**Written task**
Please recast as a numbered list only the items starting with the line that contains "Practice step: put one dot on the wooden cabinet" and going on through the line that contains "Practice step: put one dot on the shadow", both lines included and blank lines left out.

**Provided material**
+--

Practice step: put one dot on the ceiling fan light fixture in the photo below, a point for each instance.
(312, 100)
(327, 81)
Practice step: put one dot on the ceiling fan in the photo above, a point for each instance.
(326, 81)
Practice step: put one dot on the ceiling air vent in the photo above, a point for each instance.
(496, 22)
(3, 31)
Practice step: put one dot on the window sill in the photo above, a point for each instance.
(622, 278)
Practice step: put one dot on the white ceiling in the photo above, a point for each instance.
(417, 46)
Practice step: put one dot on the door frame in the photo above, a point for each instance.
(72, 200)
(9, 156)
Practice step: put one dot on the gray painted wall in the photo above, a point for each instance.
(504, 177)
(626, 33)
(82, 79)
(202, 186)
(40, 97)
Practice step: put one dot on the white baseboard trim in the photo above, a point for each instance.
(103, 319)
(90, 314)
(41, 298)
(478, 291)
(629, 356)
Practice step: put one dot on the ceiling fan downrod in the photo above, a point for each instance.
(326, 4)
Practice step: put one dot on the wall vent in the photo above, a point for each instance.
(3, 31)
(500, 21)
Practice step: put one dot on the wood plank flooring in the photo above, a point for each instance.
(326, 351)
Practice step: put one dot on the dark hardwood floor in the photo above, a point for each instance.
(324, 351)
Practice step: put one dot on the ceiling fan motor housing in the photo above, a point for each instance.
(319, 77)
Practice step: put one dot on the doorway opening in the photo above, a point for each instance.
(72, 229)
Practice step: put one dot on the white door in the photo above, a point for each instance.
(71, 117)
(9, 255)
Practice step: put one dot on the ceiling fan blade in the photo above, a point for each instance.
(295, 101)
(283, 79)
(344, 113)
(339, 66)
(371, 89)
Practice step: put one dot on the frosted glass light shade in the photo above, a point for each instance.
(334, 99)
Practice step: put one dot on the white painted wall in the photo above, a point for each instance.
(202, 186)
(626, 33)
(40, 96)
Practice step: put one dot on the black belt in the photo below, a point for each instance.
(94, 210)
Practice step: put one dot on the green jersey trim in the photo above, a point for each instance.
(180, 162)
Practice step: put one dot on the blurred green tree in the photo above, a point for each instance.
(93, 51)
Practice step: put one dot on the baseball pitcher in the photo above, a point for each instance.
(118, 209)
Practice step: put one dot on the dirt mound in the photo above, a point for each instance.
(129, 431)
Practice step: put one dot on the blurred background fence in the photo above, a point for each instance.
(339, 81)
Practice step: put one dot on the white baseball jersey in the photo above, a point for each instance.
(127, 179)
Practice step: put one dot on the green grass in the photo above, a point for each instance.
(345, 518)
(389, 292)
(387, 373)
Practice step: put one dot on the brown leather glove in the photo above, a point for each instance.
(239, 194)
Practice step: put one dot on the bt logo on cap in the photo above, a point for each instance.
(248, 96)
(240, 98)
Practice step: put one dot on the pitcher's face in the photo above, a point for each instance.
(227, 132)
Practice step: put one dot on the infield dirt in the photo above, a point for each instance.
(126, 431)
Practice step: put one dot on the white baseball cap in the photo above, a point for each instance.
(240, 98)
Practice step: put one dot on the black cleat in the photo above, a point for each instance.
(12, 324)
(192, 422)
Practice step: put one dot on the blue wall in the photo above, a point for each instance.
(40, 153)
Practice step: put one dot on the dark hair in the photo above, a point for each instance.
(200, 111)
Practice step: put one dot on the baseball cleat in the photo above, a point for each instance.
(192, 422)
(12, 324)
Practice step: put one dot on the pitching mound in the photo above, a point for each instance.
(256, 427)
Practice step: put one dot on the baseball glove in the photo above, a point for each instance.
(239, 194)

+--

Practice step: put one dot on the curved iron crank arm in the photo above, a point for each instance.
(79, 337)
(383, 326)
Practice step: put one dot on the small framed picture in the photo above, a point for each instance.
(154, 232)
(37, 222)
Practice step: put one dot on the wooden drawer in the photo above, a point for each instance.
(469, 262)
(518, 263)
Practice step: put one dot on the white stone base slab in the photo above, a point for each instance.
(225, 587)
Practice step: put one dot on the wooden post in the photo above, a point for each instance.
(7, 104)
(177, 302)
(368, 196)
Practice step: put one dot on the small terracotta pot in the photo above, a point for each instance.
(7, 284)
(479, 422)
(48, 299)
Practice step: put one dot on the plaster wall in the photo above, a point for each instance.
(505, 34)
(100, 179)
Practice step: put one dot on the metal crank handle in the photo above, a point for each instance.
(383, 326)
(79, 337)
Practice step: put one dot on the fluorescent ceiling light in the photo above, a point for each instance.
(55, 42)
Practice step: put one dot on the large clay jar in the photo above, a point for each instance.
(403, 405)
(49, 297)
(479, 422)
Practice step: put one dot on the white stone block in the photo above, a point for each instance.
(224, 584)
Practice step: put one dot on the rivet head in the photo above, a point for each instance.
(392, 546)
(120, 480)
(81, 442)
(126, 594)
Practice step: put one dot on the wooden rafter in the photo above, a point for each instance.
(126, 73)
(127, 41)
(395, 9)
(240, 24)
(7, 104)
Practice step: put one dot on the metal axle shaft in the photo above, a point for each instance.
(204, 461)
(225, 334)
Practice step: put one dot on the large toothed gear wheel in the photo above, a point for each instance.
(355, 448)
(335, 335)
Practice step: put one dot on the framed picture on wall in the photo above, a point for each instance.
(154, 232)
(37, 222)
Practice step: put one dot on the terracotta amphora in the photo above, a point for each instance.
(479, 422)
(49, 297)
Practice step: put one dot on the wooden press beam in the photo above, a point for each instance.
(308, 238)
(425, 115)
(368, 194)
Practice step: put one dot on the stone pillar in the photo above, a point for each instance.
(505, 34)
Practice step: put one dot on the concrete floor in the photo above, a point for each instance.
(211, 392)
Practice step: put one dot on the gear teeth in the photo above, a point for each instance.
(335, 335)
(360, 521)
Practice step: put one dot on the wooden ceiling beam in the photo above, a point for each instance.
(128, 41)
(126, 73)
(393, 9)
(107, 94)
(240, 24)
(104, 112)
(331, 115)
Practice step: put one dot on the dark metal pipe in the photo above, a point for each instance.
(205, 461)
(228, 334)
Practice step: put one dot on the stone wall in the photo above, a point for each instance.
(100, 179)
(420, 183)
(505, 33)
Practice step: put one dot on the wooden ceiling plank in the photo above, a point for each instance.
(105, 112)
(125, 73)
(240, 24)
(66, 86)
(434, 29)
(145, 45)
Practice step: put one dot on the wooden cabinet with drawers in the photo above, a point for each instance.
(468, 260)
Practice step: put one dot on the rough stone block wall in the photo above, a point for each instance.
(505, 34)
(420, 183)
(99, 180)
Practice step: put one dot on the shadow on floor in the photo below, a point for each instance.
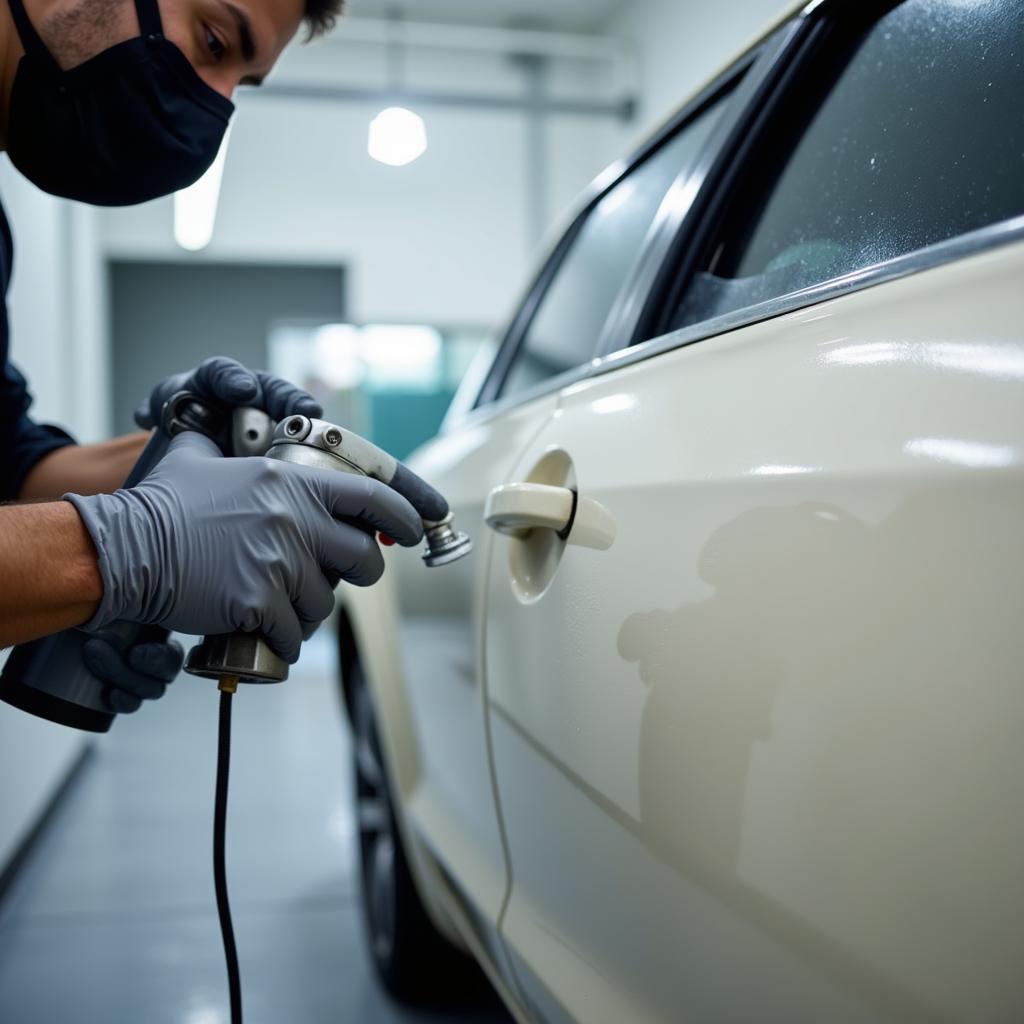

+--

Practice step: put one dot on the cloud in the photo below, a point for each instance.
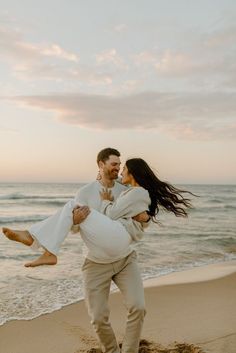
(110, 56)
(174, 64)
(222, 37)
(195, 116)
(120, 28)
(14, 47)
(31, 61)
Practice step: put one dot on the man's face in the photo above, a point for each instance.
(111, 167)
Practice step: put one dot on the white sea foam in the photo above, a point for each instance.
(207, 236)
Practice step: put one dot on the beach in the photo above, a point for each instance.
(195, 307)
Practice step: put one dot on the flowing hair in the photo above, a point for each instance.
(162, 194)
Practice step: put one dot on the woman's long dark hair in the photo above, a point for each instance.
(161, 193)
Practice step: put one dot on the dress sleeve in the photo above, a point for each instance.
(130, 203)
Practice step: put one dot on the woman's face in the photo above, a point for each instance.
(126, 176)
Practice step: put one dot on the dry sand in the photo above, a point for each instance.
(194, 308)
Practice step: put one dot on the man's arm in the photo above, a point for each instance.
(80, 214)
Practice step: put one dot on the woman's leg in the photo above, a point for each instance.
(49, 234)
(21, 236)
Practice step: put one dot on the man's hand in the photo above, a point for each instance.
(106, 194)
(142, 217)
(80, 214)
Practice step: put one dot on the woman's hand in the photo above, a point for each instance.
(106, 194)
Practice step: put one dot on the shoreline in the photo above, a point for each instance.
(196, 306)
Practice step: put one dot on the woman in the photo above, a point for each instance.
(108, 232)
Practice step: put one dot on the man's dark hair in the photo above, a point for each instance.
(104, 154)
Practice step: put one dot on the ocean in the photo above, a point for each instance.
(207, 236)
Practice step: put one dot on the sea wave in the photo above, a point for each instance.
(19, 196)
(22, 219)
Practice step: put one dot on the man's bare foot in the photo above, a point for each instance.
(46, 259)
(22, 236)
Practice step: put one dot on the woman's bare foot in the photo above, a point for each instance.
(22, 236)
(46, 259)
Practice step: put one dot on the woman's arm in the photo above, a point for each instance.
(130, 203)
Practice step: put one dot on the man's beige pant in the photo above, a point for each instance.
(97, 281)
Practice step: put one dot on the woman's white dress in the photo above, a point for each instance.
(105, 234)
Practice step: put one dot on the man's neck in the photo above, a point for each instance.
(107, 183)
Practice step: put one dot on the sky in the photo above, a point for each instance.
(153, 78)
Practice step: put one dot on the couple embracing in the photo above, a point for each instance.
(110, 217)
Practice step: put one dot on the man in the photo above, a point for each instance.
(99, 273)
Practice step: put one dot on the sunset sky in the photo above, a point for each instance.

+--

**Expected output**
1. Practice step: put one dot on the wooden cabinet with drawers in the photo above, a point for each instance.
2. (468, 260)
3. Practice step: put one dot on the rough stone block wall in the photo above, a point for each instance.
4. (505, 34)
5. (420, 183)
6. (99, 180)
7. Practice step: put one dot on the shadow on floor in the photo below, a point for each instance.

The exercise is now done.